Short exercise. Quote the entries that follow exactly, leaving none out.

Supplied records.

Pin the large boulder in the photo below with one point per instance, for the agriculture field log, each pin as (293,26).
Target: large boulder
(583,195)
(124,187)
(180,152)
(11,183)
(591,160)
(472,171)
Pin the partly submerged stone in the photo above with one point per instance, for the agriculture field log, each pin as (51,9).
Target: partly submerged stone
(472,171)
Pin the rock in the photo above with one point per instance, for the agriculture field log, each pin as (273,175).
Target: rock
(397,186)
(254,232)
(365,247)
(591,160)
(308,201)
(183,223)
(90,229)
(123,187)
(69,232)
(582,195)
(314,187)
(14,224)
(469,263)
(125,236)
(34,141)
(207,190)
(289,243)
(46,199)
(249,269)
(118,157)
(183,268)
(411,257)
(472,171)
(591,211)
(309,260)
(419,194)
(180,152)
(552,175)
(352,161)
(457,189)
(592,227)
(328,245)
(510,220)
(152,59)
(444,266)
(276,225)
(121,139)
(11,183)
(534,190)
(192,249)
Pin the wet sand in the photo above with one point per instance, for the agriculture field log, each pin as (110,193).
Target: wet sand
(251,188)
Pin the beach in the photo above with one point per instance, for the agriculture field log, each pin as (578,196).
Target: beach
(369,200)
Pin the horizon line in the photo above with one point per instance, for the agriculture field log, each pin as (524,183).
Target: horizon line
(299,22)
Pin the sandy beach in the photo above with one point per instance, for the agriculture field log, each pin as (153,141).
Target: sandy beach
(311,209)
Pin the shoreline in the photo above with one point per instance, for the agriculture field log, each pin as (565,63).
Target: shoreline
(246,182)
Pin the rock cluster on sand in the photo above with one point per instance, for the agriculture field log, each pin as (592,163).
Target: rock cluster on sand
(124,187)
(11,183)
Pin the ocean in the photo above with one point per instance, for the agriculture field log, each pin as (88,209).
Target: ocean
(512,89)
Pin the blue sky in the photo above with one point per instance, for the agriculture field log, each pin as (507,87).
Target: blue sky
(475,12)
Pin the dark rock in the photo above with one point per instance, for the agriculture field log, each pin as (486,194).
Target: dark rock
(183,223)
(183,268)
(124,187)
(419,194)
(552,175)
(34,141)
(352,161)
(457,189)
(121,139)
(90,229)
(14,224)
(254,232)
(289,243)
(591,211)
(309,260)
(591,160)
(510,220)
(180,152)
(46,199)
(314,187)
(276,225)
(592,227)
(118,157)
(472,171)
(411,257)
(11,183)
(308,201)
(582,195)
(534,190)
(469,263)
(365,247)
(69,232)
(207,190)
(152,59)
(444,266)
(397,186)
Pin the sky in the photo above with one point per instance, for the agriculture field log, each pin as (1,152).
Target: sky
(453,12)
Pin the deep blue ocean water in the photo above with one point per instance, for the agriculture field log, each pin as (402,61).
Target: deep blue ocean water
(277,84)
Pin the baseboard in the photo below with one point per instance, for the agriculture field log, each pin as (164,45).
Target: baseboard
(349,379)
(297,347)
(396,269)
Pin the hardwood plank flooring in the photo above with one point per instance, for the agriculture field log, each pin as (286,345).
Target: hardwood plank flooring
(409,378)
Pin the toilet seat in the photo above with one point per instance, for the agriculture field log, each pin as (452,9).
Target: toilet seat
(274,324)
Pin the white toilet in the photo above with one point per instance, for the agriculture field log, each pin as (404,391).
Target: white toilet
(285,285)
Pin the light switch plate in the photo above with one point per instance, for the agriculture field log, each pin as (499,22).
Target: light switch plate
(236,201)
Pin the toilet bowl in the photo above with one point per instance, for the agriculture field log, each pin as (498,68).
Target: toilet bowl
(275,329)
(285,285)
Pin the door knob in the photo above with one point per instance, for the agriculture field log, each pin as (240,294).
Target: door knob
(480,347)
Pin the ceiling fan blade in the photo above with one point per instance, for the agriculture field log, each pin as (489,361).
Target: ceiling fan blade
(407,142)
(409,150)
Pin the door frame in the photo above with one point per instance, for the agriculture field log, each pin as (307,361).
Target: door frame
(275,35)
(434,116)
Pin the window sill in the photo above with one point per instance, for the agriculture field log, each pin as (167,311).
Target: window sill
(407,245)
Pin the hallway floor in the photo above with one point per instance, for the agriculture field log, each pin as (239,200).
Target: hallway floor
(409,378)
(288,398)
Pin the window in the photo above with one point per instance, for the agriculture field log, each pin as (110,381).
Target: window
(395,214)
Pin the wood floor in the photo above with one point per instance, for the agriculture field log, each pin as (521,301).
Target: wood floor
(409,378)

Problem solution.
Pin the large boulder in the photo below with one point per instance, for the agriculture field log, each pin as (293,26).
Target: large boulder
(583,195)
(124,187)
(180,152)
(11,183)
(591,160)
(472,171)
Pin the partly submerged stone in the photo above with one point per instance, for the agriculture field log, each pin as (51,9).
Target: partly submerged stone
(472,171)
Pin the rock in the photo above with one point per instance, for the agriculture field log, each pin as (273,175).
Target: rock
(397,186)
(254,232)
(365,247)
(591,160)
(308,201)
(183,223)
(90,229)
(123,187)
(69,232)
(582,195)
(314,187)
(14,224)
(469,263)
(125,236)
(34,141)
(207,190)
(289,243)
(46,199)
(249,269)
(118,157)
(183,268)
(411,257)
(472,171)
(591,211)
(309,260)
(419,194)
(180,152)
(552,175)
(352,161)
(457,189)
(592,227)
(328,245)
(510,220)
(152,59)
(444,266)
(276,225)
(121,139)
(11,183)
(534,190)
(192,249)
Pin the wet sand in the photo above with one point per instance, for the agriculture field log, each pin as (110,193).
Target: wet sand
(251,188)
Pin the beach in the photo above with one point per instance, for the agriculture field log, each pin as (578,196).
Target: beach
(369,200)
Pin the horizon line in the photo above with one point per instance, for the agriculture field log, each pin as (524,183).
Target: horizon line
(299,22)
Pin the sandy beach in the photo above with one point per instance, for the agriculture field log, each pin as (153,141).
Target: sandy beach
(311,209)
Pin the shoreline in the photo above with one point per instance, for the agriculture field log, each pin as (565,63).
Target: shoreline
(246,182)
Pin the rock cluster on sand in the photo above with one point per instance, for the agriculture field log, each pin as (592,163).
Target: rock cluster on sand
(124,187)
(11,183)
Pin the ocean in the photo above with one point per instance, for the agriculture field log, each pin as (88,209).
Target: ocean
(512,89)
Pin the blue sky in the photo above with one point per instance, for the agriculture field log, each pin as (507,87).
Target: blue sky
(475,12)
Pin the dark rock in the photo above with one point per instance, for the agriculture field log, each pin as (486,194).
Target: dark rock
(183,223)
(183,268)
(124,187)
(419,194)
(552,175)
(34,141)
(352,161)
(457,189)
(121,139)
(90,229)
(14,224)
(254,232)
(289,243)
(591,211)
(309,260)
(591,160)
(510,220)
(180,152)
(46,199)
(314,187)
(276,225)
(592,227)
(118,157)
(472,171)
(411,257)
(11,183)
(308,201)
(582,195)
(534,190)
(469,263)
(365,247)
(69,232)
(207,190)
(152,59)
(444,266)
(397,186)
Pin the sky in the photo above with one point per instance, for the agriculture field log, each pin as (1,152).
Target: sky
(453,12)
Pin the deep blue ocean water in the photo above with one point per instance, for the agriculture field log, each pin as (402,61).
Target: deep blue ocean water
(277,84)
Pin the baseboard in the photo below with one point per instance, for the agriculture field log, each pin as (164,45).
Target: baseboard
(349,379)
(297,347)
(396,269)
Pin the hardwood plank flooring in the photo above with one point per instance, for the agriculture field log, each pin as (286,345).
Target: hardwood plank flooring
(409,378)
Pin the toilet seat in the photo above with one point per instance, for the agriculture field log, each pin as (452,9).
Target: toilet seat
(274,324)
Pin the white toilet in the photo above with one point per instance, for the agriculture field log, each pin as (404,391).
Target: white toilet
(285,285)
Pin the light switch plate in the photo above with one point per instance, for the agriculture field log, each pin as (499,22).
Target: light switch plate
(236,201)
Pin the toilet bowl in the photo above with one point per instance, for the agriculture field log, each pin as (498,68).
Target: toilet bowl
(275,329)
(285,285)
Pin the door knob in the photo above with one point per instance, for the agriculture field log, each pin as (240,294).
Target: door knob
(480,347)
Pin the ceiling fan blade in the photo above with one point per instance, for the agriculture field log, each pin as (489,361).
Target: ceiling fan blade
(407,142)
(409,150)
Pin the door frame in the photo above with one point per instance, for the agriculture field log, each pin as (307,361).
Target: door frame
(275,35)
(434,116)
Pin the window sill in the photo above with one point per instance, for the agriculture field log, each pin as (167,311).
Target: window sill
(407,245)
Pin the hallway floor in the photo above with one point per instance, for the agriculture field log, each pin as (239,200).
Target: hallway floor
(409,378)
(288,398)
Pin the window in the photo above with one point per instance, for the agriculture field log, each pin as (110,381).
Target: window
(395,214)
Pin the wood floor in the photo above with one point per instance, for the agriculture field log, each pin as (521,301).
Target: wood floor
(409,378)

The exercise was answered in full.